**MATERIAL PROVIDED**

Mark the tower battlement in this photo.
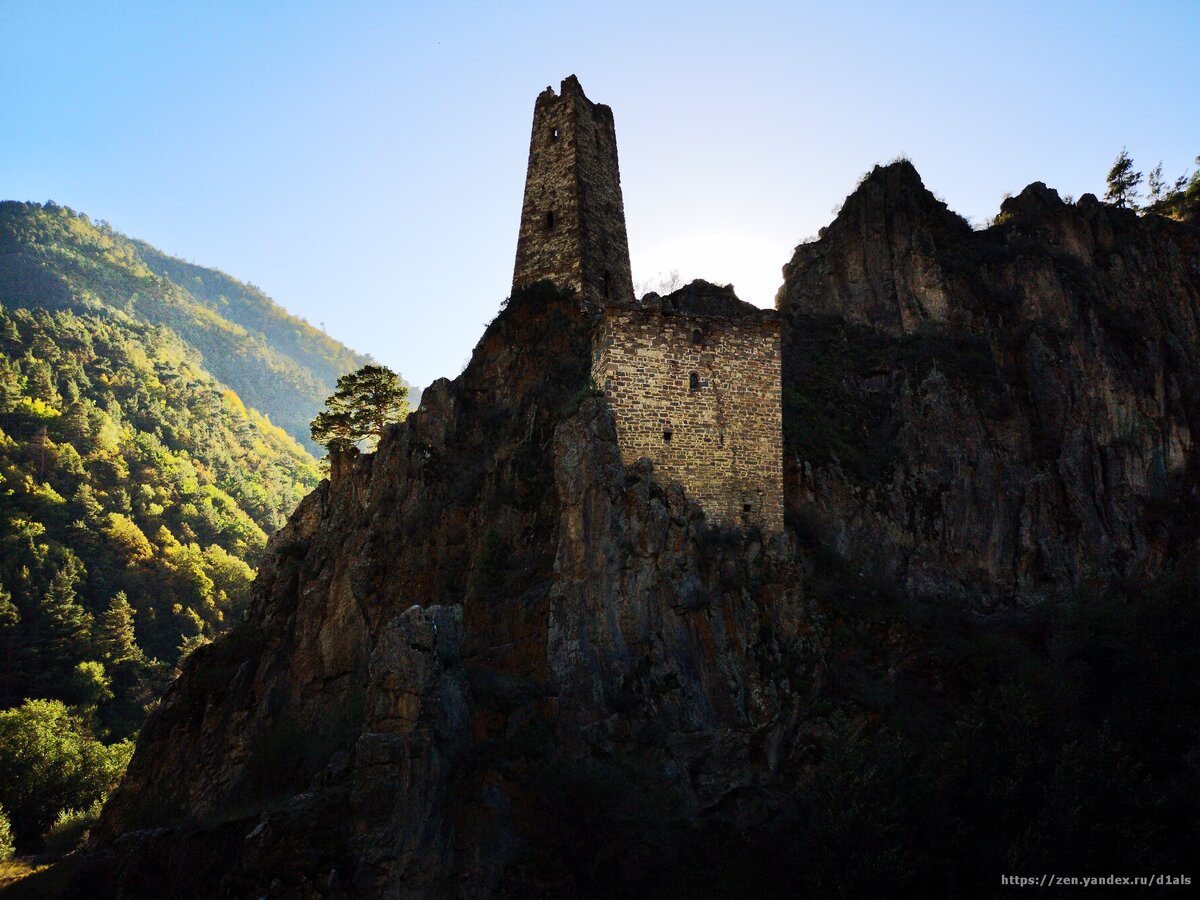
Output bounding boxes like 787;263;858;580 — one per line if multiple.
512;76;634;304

---

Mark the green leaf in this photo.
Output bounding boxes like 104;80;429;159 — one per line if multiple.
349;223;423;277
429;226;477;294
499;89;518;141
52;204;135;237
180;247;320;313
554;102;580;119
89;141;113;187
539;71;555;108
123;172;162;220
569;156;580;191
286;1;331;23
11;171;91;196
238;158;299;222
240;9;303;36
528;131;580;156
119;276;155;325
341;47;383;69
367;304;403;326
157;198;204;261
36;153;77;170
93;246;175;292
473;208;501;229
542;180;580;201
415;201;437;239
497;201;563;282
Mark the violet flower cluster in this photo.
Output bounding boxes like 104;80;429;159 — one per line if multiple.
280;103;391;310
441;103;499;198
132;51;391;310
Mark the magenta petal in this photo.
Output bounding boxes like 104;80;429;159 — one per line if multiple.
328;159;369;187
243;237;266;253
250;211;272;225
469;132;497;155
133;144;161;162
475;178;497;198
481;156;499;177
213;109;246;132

**YOUR TASK**
Scale the items, starting at the line that has "Mark the magenta petal in this photo." and stopping after the line that has "213;109;246;132". Repeat every line, requests included, but multiply each bounding-box coordinate in the answers by 1.95, round to whole numbers with halves going up, and leave the sample coordinates in the requests unchanged.

**WORKED SOLUTION**
Mark the magenta petal in this photo.
Output bounding boxes like 104;80;429;159 — one per line if multiple.
640;310;720;365
474;462;519;493
488;411;530;439
915;257;969;302
259;281;314;316
926;347;969;386
938;304;973;345
415;213;480;257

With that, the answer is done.